Work instructions
Reproduce every line of the material below, requests included, adding 125 to each x and y coordinate in the answers. Leave the requests and their format samples unchanged.

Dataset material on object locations
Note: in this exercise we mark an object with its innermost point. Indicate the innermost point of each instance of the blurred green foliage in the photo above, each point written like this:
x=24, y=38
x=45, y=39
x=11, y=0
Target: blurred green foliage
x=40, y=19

Task answer
Note: in this exercise we mark an object with its innermost point. Indicate the innermost point of each instance of the blurred green foliage in the photo above, each point written like this:
x=24, y=38
x=45, y=39
x=11, y=0
Target: blurred green foliage
x=165, y=144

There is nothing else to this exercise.